> **DATASET EXCERPTS**:
# # # #

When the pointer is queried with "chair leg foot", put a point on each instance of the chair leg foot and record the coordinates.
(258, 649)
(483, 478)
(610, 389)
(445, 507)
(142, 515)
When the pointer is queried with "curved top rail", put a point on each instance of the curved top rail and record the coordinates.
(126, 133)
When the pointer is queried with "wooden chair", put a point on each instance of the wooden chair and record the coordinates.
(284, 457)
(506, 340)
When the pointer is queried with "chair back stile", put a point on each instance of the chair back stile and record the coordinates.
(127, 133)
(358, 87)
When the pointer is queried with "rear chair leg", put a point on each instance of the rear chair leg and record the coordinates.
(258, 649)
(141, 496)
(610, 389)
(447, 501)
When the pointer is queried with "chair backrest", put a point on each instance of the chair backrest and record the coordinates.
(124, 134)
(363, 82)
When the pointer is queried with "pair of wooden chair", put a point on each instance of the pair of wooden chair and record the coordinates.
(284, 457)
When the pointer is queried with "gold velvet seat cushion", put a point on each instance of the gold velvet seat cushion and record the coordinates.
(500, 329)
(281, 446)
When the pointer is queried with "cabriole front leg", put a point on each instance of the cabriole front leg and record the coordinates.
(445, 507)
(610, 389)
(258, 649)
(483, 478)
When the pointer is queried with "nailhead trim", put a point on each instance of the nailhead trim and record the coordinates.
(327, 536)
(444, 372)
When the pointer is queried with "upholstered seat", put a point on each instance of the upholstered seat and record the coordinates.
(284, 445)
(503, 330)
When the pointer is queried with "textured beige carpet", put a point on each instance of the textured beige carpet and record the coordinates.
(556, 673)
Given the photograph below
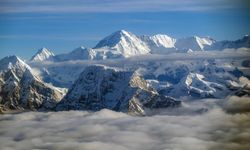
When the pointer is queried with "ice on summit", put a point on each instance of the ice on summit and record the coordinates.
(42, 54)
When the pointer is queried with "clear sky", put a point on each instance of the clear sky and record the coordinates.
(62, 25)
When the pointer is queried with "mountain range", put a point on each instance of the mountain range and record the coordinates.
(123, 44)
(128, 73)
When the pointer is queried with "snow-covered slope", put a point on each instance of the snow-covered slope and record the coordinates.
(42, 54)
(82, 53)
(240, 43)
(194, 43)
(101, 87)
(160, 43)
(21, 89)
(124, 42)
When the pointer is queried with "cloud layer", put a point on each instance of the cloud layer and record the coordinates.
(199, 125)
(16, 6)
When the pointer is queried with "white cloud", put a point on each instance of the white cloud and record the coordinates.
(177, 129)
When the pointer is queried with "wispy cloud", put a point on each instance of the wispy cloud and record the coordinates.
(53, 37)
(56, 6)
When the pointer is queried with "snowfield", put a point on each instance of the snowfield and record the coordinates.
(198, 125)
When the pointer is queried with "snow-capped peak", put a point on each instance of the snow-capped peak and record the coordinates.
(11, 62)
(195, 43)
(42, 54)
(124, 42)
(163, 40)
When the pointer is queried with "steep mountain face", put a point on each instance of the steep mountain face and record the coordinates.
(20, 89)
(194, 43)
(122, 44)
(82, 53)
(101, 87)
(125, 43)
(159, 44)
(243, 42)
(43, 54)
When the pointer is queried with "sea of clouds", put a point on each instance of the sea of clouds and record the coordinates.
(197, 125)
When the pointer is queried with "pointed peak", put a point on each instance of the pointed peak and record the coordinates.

# # # #

> **TASK DETAILS**: Up to and including the last line of the data, copy each line exactly, starting with the line that contains "snowfield and record the coordinates.".

> **EXERCISE OUTPUT**:
When the pointer is queried with "snowfield", put a point on each instance of the snowfield and record the coordinates.
(198, 125)
When the pointer is queried with "snow-capped peak", put a point on each instance of the snow-capped peak and record the coordinates.
(11, 62)
(195, 43)
(42, 54)
(124, 42)
(163, 40)
When the pointer is queried with "steep mountain face", put a point on each instance of the steep mountain face and record the coordinates.
(20, 89)
(194, 43)
(122, 44)
(82, 53)
(101, 87)
(125, 43)
(159, 44)
(243, 42)
(43, 54)
When the pointer is queried with "sea of clouds", put a point on each instance of the sea of clouds and record the coordinates.
(197, 125)
When the pointer is queried with "pointed peak", put a point on each instance of the pointed peak and record the coordinates.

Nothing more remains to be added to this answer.